Problem to solve
The answer should be an exact copy of the lines from the one with "Presence check — any small" through the end of the listing below, with no other lines.

+-------+

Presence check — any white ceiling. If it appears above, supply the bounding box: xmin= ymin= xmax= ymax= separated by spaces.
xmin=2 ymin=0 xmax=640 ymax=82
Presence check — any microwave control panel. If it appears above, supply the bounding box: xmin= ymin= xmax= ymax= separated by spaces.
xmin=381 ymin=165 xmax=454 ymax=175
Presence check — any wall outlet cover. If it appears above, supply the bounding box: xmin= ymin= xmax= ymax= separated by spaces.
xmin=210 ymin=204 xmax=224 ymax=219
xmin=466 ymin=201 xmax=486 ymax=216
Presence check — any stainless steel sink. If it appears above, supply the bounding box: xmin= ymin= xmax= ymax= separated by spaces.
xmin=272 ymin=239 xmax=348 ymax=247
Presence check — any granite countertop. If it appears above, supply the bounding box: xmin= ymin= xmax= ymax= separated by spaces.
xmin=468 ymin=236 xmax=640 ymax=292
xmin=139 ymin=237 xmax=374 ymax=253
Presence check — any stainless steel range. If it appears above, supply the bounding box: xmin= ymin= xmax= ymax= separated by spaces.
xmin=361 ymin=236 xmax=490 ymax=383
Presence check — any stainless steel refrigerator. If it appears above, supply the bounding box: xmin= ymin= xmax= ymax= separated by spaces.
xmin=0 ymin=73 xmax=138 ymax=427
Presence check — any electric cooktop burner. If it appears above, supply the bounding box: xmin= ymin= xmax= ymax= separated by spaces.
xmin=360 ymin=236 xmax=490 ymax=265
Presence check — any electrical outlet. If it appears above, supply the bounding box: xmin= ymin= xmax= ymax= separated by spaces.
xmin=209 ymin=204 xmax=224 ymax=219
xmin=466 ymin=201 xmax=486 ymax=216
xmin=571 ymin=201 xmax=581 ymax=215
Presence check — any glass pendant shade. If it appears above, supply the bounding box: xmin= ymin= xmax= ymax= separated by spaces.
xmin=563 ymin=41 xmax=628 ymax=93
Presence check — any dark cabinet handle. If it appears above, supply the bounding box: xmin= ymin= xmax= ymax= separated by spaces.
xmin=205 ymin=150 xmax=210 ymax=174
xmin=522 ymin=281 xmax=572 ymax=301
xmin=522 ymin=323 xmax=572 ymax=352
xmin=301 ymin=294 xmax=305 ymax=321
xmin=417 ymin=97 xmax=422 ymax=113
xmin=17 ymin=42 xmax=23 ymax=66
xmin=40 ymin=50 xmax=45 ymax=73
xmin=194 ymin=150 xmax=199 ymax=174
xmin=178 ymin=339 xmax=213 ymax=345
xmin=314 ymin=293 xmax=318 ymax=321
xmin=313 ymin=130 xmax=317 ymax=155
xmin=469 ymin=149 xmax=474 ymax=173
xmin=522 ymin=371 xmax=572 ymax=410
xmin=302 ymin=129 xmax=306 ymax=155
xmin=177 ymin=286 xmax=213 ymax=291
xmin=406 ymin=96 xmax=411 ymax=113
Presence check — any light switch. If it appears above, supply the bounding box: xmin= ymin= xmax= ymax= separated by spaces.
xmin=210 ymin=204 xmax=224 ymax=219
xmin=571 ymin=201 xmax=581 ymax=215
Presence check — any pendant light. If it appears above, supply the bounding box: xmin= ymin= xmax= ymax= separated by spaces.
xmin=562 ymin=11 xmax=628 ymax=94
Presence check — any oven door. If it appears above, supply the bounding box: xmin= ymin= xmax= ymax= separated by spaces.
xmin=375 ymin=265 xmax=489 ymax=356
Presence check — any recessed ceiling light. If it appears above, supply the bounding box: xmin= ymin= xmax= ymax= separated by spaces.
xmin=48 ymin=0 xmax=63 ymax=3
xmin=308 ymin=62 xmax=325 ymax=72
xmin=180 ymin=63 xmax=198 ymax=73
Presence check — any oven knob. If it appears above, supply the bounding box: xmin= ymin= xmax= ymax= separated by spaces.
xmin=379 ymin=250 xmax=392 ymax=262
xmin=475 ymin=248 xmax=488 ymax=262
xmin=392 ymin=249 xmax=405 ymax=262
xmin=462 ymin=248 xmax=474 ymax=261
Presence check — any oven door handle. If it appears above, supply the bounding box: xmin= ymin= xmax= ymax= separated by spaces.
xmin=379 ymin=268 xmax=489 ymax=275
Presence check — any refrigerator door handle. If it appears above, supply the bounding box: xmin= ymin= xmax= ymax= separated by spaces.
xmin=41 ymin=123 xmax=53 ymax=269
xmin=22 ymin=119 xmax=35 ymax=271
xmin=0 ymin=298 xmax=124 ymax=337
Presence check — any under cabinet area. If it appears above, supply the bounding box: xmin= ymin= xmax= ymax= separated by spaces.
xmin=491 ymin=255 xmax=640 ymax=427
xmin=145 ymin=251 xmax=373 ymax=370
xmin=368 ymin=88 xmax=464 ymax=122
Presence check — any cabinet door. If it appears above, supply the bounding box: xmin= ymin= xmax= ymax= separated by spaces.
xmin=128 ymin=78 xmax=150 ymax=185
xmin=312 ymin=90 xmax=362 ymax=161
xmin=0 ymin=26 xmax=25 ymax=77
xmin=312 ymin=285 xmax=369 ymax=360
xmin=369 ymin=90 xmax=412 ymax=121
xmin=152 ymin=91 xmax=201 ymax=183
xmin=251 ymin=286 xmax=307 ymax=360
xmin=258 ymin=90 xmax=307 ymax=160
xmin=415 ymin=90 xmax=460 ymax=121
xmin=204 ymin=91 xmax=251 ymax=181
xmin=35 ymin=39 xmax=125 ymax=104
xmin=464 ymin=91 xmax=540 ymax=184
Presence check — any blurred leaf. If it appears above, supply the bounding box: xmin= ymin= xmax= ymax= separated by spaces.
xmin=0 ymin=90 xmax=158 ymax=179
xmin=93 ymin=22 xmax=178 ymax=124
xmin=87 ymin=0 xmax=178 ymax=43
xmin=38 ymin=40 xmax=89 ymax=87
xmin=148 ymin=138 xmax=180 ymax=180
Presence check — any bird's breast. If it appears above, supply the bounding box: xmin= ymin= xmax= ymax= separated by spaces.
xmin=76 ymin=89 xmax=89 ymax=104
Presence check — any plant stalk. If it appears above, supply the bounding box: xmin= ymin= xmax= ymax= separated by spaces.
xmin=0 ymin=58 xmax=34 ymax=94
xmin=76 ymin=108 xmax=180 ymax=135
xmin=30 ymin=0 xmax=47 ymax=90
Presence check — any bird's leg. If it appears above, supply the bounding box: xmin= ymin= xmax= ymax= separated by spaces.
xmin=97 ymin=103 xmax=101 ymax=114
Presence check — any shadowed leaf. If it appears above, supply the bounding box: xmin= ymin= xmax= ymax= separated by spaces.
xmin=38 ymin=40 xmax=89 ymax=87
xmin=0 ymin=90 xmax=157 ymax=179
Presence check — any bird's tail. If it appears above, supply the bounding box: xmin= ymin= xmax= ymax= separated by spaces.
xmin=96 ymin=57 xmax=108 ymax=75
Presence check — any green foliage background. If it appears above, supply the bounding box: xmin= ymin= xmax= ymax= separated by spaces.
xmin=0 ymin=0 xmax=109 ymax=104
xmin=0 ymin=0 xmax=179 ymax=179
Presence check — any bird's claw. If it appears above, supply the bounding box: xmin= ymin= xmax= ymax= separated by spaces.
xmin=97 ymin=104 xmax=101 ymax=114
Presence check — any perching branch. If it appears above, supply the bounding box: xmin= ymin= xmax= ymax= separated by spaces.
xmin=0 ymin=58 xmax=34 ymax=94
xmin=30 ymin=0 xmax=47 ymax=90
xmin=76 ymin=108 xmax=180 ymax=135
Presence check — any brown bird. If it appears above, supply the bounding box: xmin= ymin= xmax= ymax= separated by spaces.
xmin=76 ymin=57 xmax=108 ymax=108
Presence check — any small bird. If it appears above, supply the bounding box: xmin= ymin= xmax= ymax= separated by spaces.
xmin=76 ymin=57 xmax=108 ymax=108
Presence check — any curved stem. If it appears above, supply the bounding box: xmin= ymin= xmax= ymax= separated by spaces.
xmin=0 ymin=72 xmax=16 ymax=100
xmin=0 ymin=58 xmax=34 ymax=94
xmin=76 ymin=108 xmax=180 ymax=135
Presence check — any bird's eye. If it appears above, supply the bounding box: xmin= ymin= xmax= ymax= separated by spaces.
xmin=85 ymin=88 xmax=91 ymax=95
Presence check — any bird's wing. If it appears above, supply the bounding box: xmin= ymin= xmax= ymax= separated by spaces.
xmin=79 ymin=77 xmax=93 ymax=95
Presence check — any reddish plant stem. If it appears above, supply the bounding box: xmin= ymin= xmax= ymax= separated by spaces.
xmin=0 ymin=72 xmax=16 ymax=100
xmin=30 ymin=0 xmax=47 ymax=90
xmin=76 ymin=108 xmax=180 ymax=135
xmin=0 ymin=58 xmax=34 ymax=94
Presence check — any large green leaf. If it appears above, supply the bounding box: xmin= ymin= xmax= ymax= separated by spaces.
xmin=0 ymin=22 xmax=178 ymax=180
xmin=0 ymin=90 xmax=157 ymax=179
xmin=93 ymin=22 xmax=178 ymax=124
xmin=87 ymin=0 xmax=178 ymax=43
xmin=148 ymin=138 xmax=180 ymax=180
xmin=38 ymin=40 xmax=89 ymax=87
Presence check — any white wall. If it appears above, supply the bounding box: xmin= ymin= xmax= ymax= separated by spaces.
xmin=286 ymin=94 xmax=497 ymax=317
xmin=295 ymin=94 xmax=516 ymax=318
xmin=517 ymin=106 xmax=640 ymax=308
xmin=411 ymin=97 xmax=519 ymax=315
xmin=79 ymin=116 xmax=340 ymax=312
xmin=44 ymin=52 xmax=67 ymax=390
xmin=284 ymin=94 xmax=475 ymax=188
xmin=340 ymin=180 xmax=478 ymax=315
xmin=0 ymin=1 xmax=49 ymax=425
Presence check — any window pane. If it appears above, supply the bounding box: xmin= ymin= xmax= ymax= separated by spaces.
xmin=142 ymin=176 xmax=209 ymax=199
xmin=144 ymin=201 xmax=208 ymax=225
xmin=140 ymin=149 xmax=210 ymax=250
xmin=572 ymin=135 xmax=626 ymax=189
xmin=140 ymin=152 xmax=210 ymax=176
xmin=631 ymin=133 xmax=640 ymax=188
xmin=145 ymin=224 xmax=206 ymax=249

+-------+

Reply to the task
Presence check — any small bird. If it appears above, supply the bounding box: xmin= ymin= xmax= ymax= separated by spaces.
xmin=76 ymin=57 xmax=108 ymax=108
Presence check — any curved stem. If it appears above, supply the bounding box: xmin= ymin= xmax= ymax= separated by spaces.
xmin=0 ymin=72 xmax=16 ymax=100
xmin=0 ymin=58 xmax=34 ymax=94
xmin=76 ymin=108 xmax=180 ymax=135
Presence check — any bird's eye. If it appears above, supply the bounding box: xmin= ymin= xmax= ymax= separated by spaces.
xmin=85 ymin=88 xmax=91 ymax=95
Presence check — any bird's wing. If it appears above, supply the bounding box: xmin= ymin= xmax= ymax= separated by spaces.
xmin=79 ymin=77 xmax=93 ymax=95
Presence check — any reddish plant stem. If it appears above, supply the bounding box: xmin= ymin= xmax= ymax= separated by spaces.
xmin=0 ymin=72 xmax=16 ymax=100
xmin=30 ymin=0 xmax=47 ymax=90
xmin=76 ymin=108 xmax=180 ymax=135
xmin=0 ymin=58 xmax=34 ymax=94
Presence check — any large green leaf. If it appears above, supply the bounding box: xmin= ymin= xmax= ymax= separated by spaces.
xmin=0 ymin=22 xmax=178 ymax=180
xmin=0 ymin=90 xmax=157 ymax=179
xmin=93 ymin=22 xmax=178 ymax=124
xmin=87 ymin=0 xmax=178 ymax=43
xmin=148 ymin=138 xmax=180 ymax=180
xmin=38 ymin=40 xmax=89 ymax=87
Presence check — any white wall. If it appears above, supply the bounding box: xmin= ymin= xmax= ymax= separated by spaces.
xmin=286 ymin=94 xmax=497 ymax=317
xmin=295 ymin=94 xmax=516 ymax=318
xmin=517 ymin=106 xmax=640 ymax=308
xmin=411 ymin=97 xmax=519 ymax=315
xmin=79 ymin=116 xmax=340 ymax=312
xmin=44 ymin=52 xmax=67 ymax=390
xmin=284 ymin=94 xmax=475 ymax=188
xmin=340 ymin=180 xmax=478 ymax=315
xmin=0 ymin=1 xmax=49 ymax=425
Presence check — any window pane. If it appears above, supply the bounding box: xmin= ymin= xmax= ymax= separated by spaces.
xmin=142 ymin=176 xmax=209 ymax=199
xmin=144 ymin=201 xmax=208 ymax=225
xmin=140 ymin=149 xmax=210 ymax=250
xmin=572 ymin=135 xmax=626 ymax=189
xmin=140 ymin=152 xmax=210 ymax=176
xmin=631 ymin=133 xmax=640 ymax=188
xmin=145 ymin=224 xmax=206 ymax=249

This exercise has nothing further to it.